• _Text passage_:

- Born: 1958 (age 67–68) Quebec, Canada
- Occupation: novelist
- Writing career
- Period: 1990s
- Notable work: Division of Surgery

= Donna McFarlane =

Canadian writer (born 1958)

Donna McFarlane (born 1958) is a Canadian writer, who was a shortlisted nominee for the Governor General's Award for English-language fiction at the 1994 Governor General's Awards for her novel Division of Surgery. Published by Women's Press of Canada, Division of Surgery was an autobiographical novel about McFarlane's own experience in the medical system after being diagnosed with Crohn's disease.

Born in Quebec and raised in Ottawa, McFarlane graduated from York University in 1982 with a Bachelor of Fine Arts, and was working as a librarian at the time of her Crohn's diagnosis. The novel began life as a journal that she kept during her hospital stays, and later submitted to CKLN-FM after Arnie Achtman's documentary series Life Rattle broadcast a story about another woman battling chronic illness. Achtman helped McFarlane organize her notes into a novel, and later became McFarlane's partner.

(Point localization data)
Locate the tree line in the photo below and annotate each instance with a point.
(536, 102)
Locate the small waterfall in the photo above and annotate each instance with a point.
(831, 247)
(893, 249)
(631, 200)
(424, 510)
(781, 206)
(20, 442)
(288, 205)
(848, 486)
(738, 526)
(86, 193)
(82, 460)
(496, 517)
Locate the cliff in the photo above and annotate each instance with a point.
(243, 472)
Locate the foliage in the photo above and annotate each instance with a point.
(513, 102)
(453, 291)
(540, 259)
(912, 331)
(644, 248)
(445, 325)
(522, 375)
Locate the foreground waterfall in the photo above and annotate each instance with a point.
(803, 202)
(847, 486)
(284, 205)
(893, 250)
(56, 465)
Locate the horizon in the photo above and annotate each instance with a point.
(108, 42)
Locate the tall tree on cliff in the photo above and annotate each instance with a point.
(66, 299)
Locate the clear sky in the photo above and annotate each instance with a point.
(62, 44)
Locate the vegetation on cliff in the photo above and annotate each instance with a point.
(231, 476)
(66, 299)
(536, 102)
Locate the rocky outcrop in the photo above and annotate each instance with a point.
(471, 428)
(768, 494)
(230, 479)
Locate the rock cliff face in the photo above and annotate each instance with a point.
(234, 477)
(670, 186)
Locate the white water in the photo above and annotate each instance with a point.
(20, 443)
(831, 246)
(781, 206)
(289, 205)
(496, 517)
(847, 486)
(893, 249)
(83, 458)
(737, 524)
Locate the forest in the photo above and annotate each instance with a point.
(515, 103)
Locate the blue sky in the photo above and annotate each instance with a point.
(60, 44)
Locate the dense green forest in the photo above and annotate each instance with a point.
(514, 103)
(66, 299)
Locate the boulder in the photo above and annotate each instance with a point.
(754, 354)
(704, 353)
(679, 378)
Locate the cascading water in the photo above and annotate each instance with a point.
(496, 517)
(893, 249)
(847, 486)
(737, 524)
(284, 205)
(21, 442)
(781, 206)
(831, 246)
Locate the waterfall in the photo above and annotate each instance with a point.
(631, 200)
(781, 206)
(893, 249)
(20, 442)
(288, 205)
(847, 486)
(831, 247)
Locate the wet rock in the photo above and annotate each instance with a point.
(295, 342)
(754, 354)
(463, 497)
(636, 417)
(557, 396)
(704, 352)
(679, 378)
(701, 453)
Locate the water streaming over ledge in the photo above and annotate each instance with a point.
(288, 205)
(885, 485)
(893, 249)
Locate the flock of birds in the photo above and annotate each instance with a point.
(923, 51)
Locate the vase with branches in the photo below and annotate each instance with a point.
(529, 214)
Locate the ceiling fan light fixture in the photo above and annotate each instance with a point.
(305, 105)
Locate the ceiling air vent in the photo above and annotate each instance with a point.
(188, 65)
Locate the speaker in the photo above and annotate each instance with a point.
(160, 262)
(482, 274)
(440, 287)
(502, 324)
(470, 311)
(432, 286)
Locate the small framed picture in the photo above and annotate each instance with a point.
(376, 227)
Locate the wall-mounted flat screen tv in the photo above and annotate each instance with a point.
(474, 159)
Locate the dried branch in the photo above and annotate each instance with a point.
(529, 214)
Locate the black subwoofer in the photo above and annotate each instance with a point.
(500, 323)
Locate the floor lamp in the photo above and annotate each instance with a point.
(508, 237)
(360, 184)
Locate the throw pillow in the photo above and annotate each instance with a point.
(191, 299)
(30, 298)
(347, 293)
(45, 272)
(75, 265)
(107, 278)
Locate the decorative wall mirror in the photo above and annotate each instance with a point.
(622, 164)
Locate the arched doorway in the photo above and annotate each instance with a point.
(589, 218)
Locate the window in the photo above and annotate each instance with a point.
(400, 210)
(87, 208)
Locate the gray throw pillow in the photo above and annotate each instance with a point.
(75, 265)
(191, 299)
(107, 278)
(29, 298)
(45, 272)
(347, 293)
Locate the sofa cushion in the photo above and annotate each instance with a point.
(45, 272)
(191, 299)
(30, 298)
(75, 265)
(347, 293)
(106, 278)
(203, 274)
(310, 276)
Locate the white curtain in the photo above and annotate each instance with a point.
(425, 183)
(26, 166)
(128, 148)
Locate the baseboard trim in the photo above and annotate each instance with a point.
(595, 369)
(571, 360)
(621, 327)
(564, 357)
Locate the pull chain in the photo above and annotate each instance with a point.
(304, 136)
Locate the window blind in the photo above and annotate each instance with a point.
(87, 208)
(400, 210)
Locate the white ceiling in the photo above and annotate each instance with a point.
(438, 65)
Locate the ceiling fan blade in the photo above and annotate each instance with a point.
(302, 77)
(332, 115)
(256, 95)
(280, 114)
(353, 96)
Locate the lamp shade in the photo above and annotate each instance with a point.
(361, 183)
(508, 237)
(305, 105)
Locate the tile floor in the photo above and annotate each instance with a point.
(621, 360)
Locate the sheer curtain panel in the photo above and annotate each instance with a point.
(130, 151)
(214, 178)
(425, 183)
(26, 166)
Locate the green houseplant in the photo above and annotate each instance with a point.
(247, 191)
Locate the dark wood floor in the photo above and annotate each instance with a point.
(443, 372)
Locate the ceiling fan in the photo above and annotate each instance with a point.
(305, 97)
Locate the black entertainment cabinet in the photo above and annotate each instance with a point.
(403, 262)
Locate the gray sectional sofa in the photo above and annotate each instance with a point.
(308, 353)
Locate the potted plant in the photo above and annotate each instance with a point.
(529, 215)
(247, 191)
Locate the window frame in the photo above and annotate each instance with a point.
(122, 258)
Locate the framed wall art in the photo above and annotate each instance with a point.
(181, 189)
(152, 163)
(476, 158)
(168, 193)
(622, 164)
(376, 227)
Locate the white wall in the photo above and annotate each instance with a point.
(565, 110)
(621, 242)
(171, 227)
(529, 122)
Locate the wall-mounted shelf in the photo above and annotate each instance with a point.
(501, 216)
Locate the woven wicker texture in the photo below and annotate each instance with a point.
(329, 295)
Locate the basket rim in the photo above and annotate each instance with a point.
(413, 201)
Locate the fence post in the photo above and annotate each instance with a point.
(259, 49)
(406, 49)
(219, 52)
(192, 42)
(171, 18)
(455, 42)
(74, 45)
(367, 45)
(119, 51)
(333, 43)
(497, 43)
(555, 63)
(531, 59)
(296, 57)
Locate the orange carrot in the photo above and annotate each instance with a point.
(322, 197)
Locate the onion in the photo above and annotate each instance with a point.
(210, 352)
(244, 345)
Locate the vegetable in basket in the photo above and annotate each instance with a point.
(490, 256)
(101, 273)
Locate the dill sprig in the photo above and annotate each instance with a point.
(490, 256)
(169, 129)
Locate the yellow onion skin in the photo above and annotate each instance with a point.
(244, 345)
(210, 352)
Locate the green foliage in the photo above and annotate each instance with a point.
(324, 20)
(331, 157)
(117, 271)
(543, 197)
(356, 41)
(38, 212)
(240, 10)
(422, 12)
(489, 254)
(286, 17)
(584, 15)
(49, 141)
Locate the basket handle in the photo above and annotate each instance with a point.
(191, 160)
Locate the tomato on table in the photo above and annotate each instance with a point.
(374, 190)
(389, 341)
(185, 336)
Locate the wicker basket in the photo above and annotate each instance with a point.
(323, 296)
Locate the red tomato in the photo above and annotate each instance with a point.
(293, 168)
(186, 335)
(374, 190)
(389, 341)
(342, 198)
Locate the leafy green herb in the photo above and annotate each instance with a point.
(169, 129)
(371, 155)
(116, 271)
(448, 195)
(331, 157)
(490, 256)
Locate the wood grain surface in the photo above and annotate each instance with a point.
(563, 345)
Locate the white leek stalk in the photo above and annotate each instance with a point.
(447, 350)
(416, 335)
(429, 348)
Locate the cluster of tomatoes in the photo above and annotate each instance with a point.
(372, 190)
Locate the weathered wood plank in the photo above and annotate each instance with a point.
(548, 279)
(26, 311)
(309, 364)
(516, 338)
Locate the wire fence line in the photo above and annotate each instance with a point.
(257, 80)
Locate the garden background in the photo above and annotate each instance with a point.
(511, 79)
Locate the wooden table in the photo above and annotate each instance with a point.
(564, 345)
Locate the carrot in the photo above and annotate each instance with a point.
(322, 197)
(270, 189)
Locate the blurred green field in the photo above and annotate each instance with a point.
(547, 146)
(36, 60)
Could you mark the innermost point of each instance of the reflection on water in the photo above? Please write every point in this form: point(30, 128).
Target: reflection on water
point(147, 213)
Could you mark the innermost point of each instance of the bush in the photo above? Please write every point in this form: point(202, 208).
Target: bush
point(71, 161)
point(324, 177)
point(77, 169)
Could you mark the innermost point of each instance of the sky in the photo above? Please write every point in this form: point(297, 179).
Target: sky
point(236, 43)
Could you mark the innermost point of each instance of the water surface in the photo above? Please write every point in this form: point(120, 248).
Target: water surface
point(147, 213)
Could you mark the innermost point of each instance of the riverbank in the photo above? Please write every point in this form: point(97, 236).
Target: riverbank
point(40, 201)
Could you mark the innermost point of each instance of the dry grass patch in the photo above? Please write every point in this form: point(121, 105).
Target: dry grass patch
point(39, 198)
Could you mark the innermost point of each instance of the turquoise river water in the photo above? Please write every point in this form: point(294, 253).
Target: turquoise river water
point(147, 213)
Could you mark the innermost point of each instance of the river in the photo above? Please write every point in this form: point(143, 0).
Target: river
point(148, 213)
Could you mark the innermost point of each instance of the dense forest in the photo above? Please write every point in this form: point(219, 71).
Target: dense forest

• _Using the information_:
- A) Rewrite the paragraph beginning "Born in Quebec and raised in Ottawa" in the Donna McFarlane article as a short list that keeps its main facts.
- B) Pick up the Donna McFarlane article after its final sentence and continue writing it.

• _Answers to the problems_:
- A)
- Born in Quebec, raised in Ottawa
- Graduated from York University in 1982 with a Bachelor of Fine Arts
- Was working as a librarian when diagnosed with Crohn's disease
- The novel started as a journal she kept during her hospital stays
- She submitted the journal to CKLN-FM after Arnie Achtman's documentary series Life Rattle aired a story about another woman with chronic illness
- Achtman helped her shape her notes into a novel and later became her partner

- B)
The doctor in the novel, known only by the name "The Prophet", was based on Mount Sinai Hospital surgeon Zane Cohen.

At the time of her award nomination, she was working as a program coordinator for Windfall, a charity organization that distributed clothing to needy women. She subsequently published a number of short stories in literary magazines, but has not published any further books.